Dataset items
- - -
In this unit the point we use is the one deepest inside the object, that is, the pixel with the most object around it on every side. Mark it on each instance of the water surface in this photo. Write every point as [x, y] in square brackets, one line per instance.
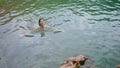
[92, 28]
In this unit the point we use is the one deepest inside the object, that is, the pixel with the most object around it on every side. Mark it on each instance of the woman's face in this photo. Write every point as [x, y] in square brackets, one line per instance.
[42, 23]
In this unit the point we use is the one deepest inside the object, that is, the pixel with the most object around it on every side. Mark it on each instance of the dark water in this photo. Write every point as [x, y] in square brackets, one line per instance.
[92, 28]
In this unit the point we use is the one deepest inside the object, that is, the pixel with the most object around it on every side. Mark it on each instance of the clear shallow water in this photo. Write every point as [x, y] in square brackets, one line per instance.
[92, 28]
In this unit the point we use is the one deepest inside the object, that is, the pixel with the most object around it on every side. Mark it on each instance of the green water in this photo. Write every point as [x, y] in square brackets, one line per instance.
[92, 28]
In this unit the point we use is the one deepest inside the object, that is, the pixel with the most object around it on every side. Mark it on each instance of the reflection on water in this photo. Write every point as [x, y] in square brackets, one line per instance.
[91, 28]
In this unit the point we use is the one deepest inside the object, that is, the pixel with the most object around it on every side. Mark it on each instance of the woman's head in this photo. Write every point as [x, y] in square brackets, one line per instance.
[41, 23]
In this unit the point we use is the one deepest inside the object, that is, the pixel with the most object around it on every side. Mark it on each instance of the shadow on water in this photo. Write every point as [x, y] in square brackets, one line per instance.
[91, 28]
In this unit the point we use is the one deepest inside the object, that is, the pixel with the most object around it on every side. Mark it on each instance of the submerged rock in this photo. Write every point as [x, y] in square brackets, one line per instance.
[117, 66]
[77, 62]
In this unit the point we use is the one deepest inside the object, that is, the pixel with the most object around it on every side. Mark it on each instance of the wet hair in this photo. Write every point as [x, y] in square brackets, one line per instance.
[83, 62]
[39, 21]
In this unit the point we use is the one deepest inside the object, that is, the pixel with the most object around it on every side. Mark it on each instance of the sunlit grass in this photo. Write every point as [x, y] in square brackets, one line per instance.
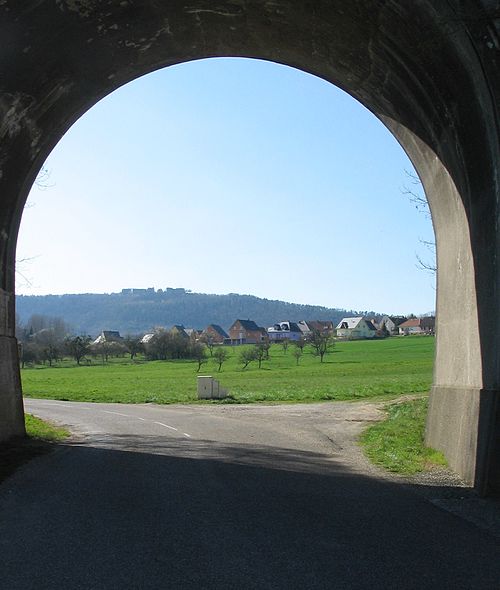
[354, 370]
[397, 443]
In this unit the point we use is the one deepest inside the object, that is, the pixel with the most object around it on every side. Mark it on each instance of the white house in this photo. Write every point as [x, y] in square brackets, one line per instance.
[355, 328]
[284, 330]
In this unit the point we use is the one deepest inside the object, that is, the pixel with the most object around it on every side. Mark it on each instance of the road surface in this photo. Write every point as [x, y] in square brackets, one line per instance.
[227, 497]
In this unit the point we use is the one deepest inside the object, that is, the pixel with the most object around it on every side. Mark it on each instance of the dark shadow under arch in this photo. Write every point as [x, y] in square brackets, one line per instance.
[423, 69]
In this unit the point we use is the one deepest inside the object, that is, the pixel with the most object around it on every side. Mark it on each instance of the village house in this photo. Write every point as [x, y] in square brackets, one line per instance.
[390, 323]
[215, 334]
[179, 330]
[321, 326]
[355, 328]
[108, 336]
[284, 330]
[425, 325]
[246, 332]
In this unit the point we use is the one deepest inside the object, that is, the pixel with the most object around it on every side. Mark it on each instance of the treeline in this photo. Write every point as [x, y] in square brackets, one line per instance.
[48, 340]
[139, 313]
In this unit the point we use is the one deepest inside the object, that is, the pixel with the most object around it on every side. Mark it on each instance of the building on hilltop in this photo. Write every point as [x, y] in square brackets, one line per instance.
[246, 332]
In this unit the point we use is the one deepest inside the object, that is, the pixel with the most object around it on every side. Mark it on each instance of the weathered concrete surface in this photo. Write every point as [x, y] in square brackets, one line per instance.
[463, 423]
[11, 405]
[428, 69]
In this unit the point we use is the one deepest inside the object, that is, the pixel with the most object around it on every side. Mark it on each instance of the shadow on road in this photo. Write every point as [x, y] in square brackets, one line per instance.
[159, 513]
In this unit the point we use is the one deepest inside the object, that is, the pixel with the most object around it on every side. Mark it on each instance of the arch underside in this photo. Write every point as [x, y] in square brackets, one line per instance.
[427, 69]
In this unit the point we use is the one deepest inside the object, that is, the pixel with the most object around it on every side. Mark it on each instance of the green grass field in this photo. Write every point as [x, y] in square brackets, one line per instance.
[39, 429]
[381, 369]
[397, 443]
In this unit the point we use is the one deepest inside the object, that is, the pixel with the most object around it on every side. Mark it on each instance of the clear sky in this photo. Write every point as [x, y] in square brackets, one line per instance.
[229, 175]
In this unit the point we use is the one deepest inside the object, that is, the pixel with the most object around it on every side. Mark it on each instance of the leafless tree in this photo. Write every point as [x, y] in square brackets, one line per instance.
[321, 342]
[415, 196]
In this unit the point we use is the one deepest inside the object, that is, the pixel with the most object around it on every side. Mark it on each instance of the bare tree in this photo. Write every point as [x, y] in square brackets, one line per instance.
[133, 345]
[78, 347]
[247, 355]
[321, 342]
[415, 195]
[261, 352]
[297, 353]
[209, 341]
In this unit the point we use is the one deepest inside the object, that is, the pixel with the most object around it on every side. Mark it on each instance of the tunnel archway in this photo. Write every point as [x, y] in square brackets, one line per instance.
[426, 70]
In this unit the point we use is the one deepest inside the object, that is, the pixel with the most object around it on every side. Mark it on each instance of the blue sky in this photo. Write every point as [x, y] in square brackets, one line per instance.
[229, 175]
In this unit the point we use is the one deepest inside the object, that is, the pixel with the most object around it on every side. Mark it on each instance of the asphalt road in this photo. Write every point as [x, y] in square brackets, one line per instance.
[220, 497]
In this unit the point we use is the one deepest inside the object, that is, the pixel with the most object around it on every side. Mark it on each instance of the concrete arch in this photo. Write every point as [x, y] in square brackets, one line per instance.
[428, 69]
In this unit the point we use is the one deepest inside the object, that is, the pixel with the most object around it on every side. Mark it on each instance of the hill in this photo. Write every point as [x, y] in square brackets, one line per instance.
[135, 311]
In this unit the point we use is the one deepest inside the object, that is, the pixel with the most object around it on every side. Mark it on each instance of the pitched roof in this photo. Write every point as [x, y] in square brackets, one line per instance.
[411, 323]
[349, 323]
[285, 327]
[249, 325]
[218, 329]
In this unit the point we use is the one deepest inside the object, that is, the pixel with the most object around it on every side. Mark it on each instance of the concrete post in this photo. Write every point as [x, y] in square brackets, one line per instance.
[11, 404]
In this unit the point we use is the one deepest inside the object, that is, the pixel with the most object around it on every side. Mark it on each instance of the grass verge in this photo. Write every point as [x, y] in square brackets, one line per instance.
[397, 443]
[362, 369]
[40, 439]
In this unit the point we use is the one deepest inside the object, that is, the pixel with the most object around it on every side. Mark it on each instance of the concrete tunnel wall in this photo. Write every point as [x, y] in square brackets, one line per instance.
[428, 69]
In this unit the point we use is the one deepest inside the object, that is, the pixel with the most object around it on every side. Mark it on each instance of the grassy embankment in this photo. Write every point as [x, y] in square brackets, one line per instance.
[397, 443]
[381, 369]
[40, 436]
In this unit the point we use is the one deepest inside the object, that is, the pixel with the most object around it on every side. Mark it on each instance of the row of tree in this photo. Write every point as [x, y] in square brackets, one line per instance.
[48, 340]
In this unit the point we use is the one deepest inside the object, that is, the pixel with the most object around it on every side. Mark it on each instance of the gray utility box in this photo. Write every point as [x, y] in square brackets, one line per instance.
[209, 388]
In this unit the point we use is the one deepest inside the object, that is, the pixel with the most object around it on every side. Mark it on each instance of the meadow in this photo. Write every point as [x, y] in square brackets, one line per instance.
[355, 370]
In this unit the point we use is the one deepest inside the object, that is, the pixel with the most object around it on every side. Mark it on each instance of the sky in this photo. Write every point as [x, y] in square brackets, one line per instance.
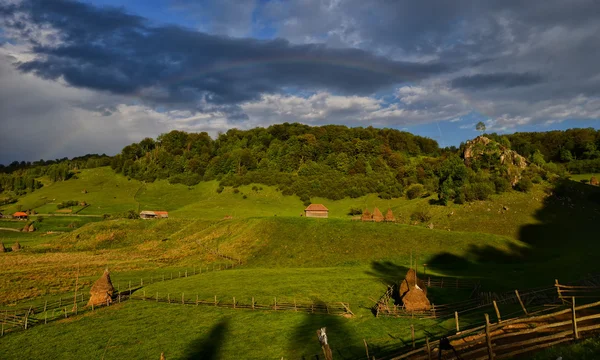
- - -
[Requirement] Would you transcribe all of the data exactly, omitting any pictures?

[Response to this task]
In this unit the point we use is the one deepest inside the object, that is, the pixel with the most object around it on every side. Mark it on each instance of the water surface in this photo. Write every point as [x, y] in square brackets, one line per instance.
[92, 28]
In this unit the point we use is the one deepest inside the object, that is, the pixel with the most object around it on every side. Mark it on each instance of the woman's face in this photo. Write every point as [x, y] in square brackets, one line per instance.
[42, 23]
In this unit the point we use is the one deepest inside the object, that is, the pixel with the most object around it on every side. Mark it on each instance of the dark water in this photo. Write every point as [x, y] in square brackets, one line per instance.
[92, 28]
In this unit the point we use is the one deepest inside the object, that is, the pixel with the most object around it on every side. Mark it on each instance of the clear shallow water in this photo. Write every point as [x, y] in square brackets, one line per instance.
[92, 28]
In this unit the point we use is the one deepest inside the object, that is, the pixel with the most object around it on every side. Mark it on each instance of the green water in this photo. Write every point as [x, y] in square brackets, one line per instance.
[92, 28]
In this unit the point we use is the one deepest inside the object, that is, the pixel with the most object around it on every side. Mark it on each instance of the reflection on water in this photo. Write every point as [x, y] in square brackets, one line per instance.
[91, 28]
In this unit the point we use is the one deepest inside the object, that is, the pixel with the most object around it on every side. Mark it on each instance of the woman's head in this photo. Write every point as [x, y] in square brackets, one line per instance.
[41, 23]
In this unit the point we use is the one deepest inside the object, that is, the pixel with the most object around it on every side. Mark it on each instance of the shadow on water in this photo. Write every point as [x, y] in square brackets, one line per instance.
[91, 28]
In this unit the point we use is the one deepest inside the object, that is, the pixel with the most object around it on every side. Mark it on each instance of the submerged rock in this photo. Write every point as [x, y] in square brackets, one line per instance.
[117, 66]
[77, 62]
In this unit the point we use is the one deepest inside the object, that is, the pixel with the most object around it on every side. Mark it on each instance of the wet hair in this photo. Write every point as [x, y] in square brackets, one line per instance.
[83, 62]
[39, 21]
In this unit the point we use is the one deepest inside the object, that is, the pixel with the most object around it on every side. Mark it on each instance of the sunlit grass in this photo. Write every point as [x, y] in square brackets, one line per instance.
[354, 370]
[397, 443]
In this unit the point we use is the one deepest inside the object, that is, the pixel with the most object around it on every side. Mark it on each instance of the white house in this photo. Write every point as [x, y] in square brackets, one line per instance.
[355, 328]
[284, 330]
In this unit the point we use is the one deepest inside the object, that is, the pixel with the most object around it on every side. Mark it on each instance of the road surface in this photo. Write every point as [x, y] in square brackets, one line per instance.
[227, 497]
In this unit the point we use is the one deepest inside the object, that is, the pixel with the most object around it on every side. Mark it on each instance of the dark shadow under arch in this photo. Write every point as [x, y] in square brackets, one line per instance.
[423, 69]
In this unit the point we use is the one deepest inside the object, that is, the pixel with the most object around it on every side. Mark it on each instance of the village house in this photo. Write every point as [x, y] in square brackets, one line per instance.
[390, 323]
[215, 334]
[179, 330]
[321, 326]
[355, 328]
[108, 336]
[284, 330]
[425, 325]
[246, 332]
In this unit the point we use is the one deepest inside the object, that is, the pixel with the most object around it on every side. Mark it on each instance of the treeline in this photo. Write every point as [x, y] in square brackets, one line per instance.
[48, 340]
[139, 313]
In this unit the point we use is the one deepest inside the object, that is, the pixel with the most object around it on every side. Mark it on each instance of the building on hilltop in this photo. Write every point as [x, y] in square brackets, one line per instance.
[246, 332]
In this unit the point we use is the one deepest inside the object, that is, the pixel with the most object around it on every side. Mark it on each instance of the weathered concrete surface in this photo. Write every point as [x, y] in square brackets, one line per instance.
[463, 423]
[11, 405]
[428, 69]
In this unit the point we use is the one deepest inside the object, that is, the pixel with the most object around it on every side. Mark it on each instance of the shadow on road in this photo. Write every point as [x, y] in square brackets, one line per instance.
[159, 513]
In this unit the point we use is the one deepest inside the object, that is, the pixel with the most object around it on every side. Mark it on each instance of the arch underside in this photo. Write every point as [x, y] in square brackets, one line per instance.
[427, 69]
In this unit the point we use is the one deepest inside the object, that is, the pixel with the most object around it on every side. Mark it on each instance of the green grass field in this photo. Write every point as [x, y] in square brackets, one line per instance.
[39, 429]
[381, 369]
[397, 443]
In this unit the point we use is the one deepest inside the object, that is, the pixel with the most object around it on every side. Mark it on each instance of the clear sky in this photo. Write every point as [x, y] in square brackets, one line per instance.
[229, 175]
In this unit the point we use is the one deepest inside the object, that is, the pixel with the most object around it on every side. Mark it on each instance of the leafless tree in this photo. Write every point as [x, y] in square brackets, one line per instance.
[321, 342]
[415, 196]
In this unit the point we use is the one deepest inside the object, that is, the pixel with the most object around it on every side. Mark it on each instance of the bare tree in this photo. Write every point as [x, y] in square brackets, one line per instance.
[133, 345]
[78, 347]
[247, 355]
[321, 342]
[415, 195]
[261, 352]
[297, 353]
[209, 341]
In this unit the point we use is the one deepest inside the object, that is, the pixel with the most object around it on every side. Mark it on each instance of the tunnel archway in this photo. Write every point as [x, y] in square brackets, one line per instance.
[426, 70]
In this unit the point we use is the one deepest inside the object, that is, the pixel with the most object around it on every side. Mark it on each instance of the blue sky in this photo. Write every point as [x, y] in square brackets, one line per instance.
[229, 175]
In this unit the point we use is the one deepest inside the object, that is, the pixel with the most object around it on every side. Mark it on each instance of the asphalt road in this photo. Write every point as [x, y] in square brackets, one line per instance.
[220, 497]
In this unit the point we use is the one deepest inside the object, that is, the pixel with the most object around it on every side. Mark it on each instance of the concrete arch in this photo. Write every point as [x, y] in square brackets, one line per instance.
[428, 69]
In this unit the point we use is the one deepest inside the object, that is, the pixel with the most object around it on every side. Mark it on each instance of the hill in this photo. Write every point as [x, y] in square brackets, one line per instance.
[135, 311]
In this unit the point we use is the one deepest inside the object, that is, the pixel with the most object around it on every side. Mark it on each instance of the pitched roof in this photo. Write every point as [x, y] in square brackets, one line per instance.
[411, 323]
[349, 323]
[285, 327]
[249, 325]
[218, 329]
In this unit the point we use is the one deepest inside the object, that is, the pixel with the most object around it on every side. Mark it on each instance of the concrete post in this photo. Write every point as [x, y] in square brackets, one line per instance.
[11, 404]
In this unit the point we use is the one deepest inside the object, that is, the pixel with the most object around it on every side. Mark it on each instance of the grass verge in this photo. Write every point as [x, y] in square brackets, one line per instance.
[397, 443]
[362, 369]
[40, 439]
In this unit the point we use is the one deepest inside the object, that is, the pixel with the most object around it on every side. Mark it on each instance of the concrete tunnel wall in this photo. Write every point as [x, y] in square brackets, one line per instance.
[428, 69]
In this unit the point we use is the one deepest inside the object, that is, the pixel with the most object around it on every side. Mark it on each instance of the grassy embankment in this photo. Write every point as [x, y] in square brackets, one line per instance.
[397, 443]
[381, 369]
[40, 436]
In this unit the point we use is the one deepest inside the object, that is, the pixel with the most object around it on every side. Mark it on each instance of the row of tree in this photo. Write every point as [x, y] in square brackets, one line per instance.
[48, 340]
In this unit the point we use is the one deepest inside the object, that is, the pixel with the most object around it on every side. Mark it on each instance of the gray utility box in this photo. Write every point as [x, y] in square brackets, one line per instance.
[209, 388]
In this unit the point we use is the one deepest inside the object, that is, the pixel with the most object around it on every side. Mark it on each instance of the meadow in this photo. Write every point as [x, y] in square brackets, one line per instance.
[355, 370]
In this unit the point we use is the one deepest inside the object, that is, the pixel with the most object around it on every side. Mark it on each instance of the sky in this photo. Write every point as [x, y] in square brackets, one line per instance.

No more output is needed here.